» **What the task asks**:
Write the next part of the column below about textile designer Yumi Yoshimoto, starting right after its last sentence.

作家の深堀りコラム|触れたくなる“塊”を描く。吉本悠美

Artist Deep Dive | Yumi Yoshimoto: Drawing Tactile “Masses”

The view of Nishikatsura Town, Yamanashi Prefecture, where Yoshimoto lives

 

It Begins with “I Love to Draw”
When you encounter Yumi Yoshimoto’s work, what reaches you first is not the “image” but the density left behind by the movement of her hand. The force of the line, the rub, the overlaps—what you find there are not outlines drawn to explain, but a tactile mass you almost want to touch. When it catches your eye in the middle of daily life, a mood that exists before words quietly rises to the surface. That sense of distance—close, yet not intrusive—feels to me like one of the central attractions of Yoshimoto’s expression.

Yoshimoto studied textile design at Tokyo Zokei University, completing her bachelor’s degree in 2013 and her master’s degree in 2015. Today, she balances her own brand with product development for companies as a textile designer, and also holds a teaching position at a university.

Still, she is not the kind of maker who leads with titles. At the core of her work lies something more straightforward: the simple starting point of “loving to draw.” She loved drawing so much that she attended a children’s art class in elementary school, and she began facing it seriously as a practice after entering art school. Stimuli and encounters—with teachers, older students, classmates, and her internship—accumulated over time, and by around her fourth year, she began to think, “Someday, I’d like to become an artist,” she says.

A Turning Point: An Award, and “KESHIKI”
One milestone that cannot be overlooked is her 2013 award: the Juror’s Special Prize at the Kokka Print Textile Award “inspiration.” She received it while in graduate school, and in 2016 she released “KESHIKI” through KOKKA. Its concept was “textiles that color everyday life, like hanging a landscape painting.”

The idea of leaving “the feeling of a landscape” in fabric connects directly to her work today. Rather than copying what is in front of her as it is, she translates the texture of a moment—when something stirred inside her—into another form, and preserves it. Because the accuracy of that translation is so high, viewers can more easily layer it over their own memories.

» **Dataset content**:
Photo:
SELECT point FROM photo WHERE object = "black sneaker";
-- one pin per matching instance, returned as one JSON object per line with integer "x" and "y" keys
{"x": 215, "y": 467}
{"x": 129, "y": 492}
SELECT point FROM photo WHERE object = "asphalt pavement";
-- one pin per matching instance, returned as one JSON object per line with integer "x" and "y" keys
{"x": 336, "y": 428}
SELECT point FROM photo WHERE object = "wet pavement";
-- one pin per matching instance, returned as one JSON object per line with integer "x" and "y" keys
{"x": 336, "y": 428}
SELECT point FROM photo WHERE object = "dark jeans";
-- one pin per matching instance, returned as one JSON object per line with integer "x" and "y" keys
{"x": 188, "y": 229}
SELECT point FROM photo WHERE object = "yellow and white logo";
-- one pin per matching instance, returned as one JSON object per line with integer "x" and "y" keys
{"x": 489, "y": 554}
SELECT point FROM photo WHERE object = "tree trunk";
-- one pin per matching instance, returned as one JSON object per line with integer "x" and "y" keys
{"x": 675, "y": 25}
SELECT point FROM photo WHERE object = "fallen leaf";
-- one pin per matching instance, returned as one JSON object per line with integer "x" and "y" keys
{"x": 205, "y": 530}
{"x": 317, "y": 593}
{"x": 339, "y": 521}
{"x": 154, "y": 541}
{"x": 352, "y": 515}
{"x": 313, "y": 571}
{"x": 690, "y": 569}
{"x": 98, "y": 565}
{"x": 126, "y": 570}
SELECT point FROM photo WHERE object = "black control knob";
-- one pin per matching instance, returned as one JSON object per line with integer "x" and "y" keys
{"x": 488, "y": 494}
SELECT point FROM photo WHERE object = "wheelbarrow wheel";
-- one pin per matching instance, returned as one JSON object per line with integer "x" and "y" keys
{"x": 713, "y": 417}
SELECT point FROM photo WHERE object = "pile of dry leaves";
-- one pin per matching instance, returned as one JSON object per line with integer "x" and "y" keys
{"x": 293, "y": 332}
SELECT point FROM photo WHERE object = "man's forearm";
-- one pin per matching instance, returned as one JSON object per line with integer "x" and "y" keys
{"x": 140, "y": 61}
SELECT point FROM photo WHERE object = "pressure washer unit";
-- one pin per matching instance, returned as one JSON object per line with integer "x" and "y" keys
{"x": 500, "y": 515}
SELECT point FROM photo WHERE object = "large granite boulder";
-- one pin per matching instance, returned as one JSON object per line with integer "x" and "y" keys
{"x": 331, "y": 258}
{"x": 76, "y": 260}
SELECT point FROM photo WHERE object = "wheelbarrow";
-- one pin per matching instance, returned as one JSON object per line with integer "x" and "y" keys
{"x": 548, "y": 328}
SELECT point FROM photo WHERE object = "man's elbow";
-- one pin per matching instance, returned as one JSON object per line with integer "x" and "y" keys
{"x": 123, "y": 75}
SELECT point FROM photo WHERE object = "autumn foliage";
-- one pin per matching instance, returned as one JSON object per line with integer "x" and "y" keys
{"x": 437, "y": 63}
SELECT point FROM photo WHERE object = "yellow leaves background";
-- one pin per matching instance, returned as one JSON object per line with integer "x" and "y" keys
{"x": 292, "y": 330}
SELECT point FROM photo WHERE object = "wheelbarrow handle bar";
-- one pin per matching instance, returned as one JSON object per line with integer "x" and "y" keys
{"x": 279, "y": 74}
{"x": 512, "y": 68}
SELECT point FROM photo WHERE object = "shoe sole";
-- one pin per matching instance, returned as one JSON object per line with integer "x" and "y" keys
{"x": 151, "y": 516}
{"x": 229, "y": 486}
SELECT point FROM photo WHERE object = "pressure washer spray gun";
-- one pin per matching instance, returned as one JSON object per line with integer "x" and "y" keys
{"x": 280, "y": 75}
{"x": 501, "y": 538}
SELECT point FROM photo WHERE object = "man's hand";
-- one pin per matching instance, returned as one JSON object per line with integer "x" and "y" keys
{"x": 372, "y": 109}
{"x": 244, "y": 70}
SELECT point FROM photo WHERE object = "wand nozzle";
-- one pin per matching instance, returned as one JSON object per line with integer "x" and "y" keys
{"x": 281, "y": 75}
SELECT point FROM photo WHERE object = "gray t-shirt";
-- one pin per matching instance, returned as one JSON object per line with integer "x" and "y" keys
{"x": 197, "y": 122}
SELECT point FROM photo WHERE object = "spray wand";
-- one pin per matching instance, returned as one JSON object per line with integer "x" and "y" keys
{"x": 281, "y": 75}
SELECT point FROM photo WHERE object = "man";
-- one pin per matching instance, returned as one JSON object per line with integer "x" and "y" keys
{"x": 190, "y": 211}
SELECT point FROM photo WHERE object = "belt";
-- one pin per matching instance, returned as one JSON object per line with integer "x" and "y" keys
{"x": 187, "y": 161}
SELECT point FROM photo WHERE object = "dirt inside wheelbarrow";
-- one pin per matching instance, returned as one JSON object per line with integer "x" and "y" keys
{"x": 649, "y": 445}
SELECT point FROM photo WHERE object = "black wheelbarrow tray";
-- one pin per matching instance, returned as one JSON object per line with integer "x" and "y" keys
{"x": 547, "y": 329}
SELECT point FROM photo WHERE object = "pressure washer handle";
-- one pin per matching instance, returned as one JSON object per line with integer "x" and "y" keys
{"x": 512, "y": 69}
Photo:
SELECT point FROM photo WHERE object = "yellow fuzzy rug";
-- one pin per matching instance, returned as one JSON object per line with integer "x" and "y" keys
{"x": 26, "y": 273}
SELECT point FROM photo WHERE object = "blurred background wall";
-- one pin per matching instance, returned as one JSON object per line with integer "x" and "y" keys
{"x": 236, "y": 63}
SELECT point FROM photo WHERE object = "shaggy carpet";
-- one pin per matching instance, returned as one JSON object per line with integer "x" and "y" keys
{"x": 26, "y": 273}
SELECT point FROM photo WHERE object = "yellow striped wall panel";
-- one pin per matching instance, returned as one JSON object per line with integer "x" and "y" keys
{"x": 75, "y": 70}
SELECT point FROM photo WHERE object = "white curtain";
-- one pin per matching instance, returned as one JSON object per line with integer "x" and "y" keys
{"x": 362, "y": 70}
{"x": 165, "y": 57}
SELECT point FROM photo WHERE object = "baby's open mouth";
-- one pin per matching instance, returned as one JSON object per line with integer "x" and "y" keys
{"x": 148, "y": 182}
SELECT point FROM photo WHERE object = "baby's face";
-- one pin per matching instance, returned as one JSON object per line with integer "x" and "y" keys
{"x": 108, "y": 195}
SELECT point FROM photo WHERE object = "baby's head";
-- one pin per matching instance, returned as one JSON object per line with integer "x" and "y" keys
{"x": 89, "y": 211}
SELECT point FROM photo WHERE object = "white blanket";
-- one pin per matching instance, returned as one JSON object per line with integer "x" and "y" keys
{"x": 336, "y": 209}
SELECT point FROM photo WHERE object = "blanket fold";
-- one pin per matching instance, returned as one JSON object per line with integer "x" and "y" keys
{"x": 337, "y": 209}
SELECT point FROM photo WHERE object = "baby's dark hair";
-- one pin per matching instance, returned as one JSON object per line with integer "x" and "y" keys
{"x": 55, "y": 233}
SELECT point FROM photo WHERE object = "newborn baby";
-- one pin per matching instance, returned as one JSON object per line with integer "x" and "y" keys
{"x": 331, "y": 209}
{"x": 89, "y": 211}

» **Result for this task**:
Moving to Yamanashi Changed the Shape of Her Time
Another major turning point was a shift in where she lives and works. In 2018, she moved with her family from Tokyo to Nishikatsura Town in Yamanashi Prefecture. The trigger, she says, was the “Mt. Fuji Textile Project,” promoted in collaboration between Tokyo Zokei University, Nishikatsura Town, and Fujiyoshida City.

When the environment changes, the flow of time in making changes with it. Yoshimoto says she runs many simulations in her head before she begins, and that she sometimes chooses to draw on as large a sheet of paper as possible so she won’t shrink up. Her motto is: “If you do it, it’ll work out—keep improving every day; train; stay in an athletic-club mindset.” This doesn’t read as simple “toughness talk,” but as a realistic kind of stamina—the kind you need in order to keep making, day after day.

 

TEXTURE-OBJECT 2 (Texture Object 2) charcoalgray frameset - a good view

A “Mass” Built Around Texture

Speaking about the “texture object” series, Yoshimoto says it began with a simple question: “What if texture itself became the motif?” From there emerged the concept of a “mass” formed entirely by texture.

While valuing hand-drawn tactility and surface feel, she wants to share, through her work, the things she has seen and stored in her mind—what she considers “GOOD,” the things that made her go, “That’s it.” Yet she doesn’t want to push anything onto the viewer. She places the highest priority on leaving room for imagination, hoping the work can become an entry point for stimulation and inspiration.

This way of leaving “space” is where the refinement of Yoshimoto’s work lies. She doesn’t spell things out too clearly. At the same time, she doesn’t retreat into vagueness. Somewhere in the picture plane, there is always an interval—an opening—where the viewer can regain their own senses.

A Hand That Doesn’t Over-Refine, and the Method of “Seeing As”

Her choice of techniques aligns with that attitude. She likes materials that retain the evidence of the hand, and tools that let her draw with speed and momentum. For example, in the “texture object” series, she used dermatograph and graphite pencils—both rich in oil content. She says she aims for a drawing quality that isn’t overly smoothed, so the “live” feeling comes through.

She also often uses a method she describes as “mitateru”—to “see something as something else”—in order to make an expression more approachable. She leans toward abstraction, while still leaving the viewer a foothold. Because she is skillful at building that foothold, the work never becomes fully opaque. It can enter daily life.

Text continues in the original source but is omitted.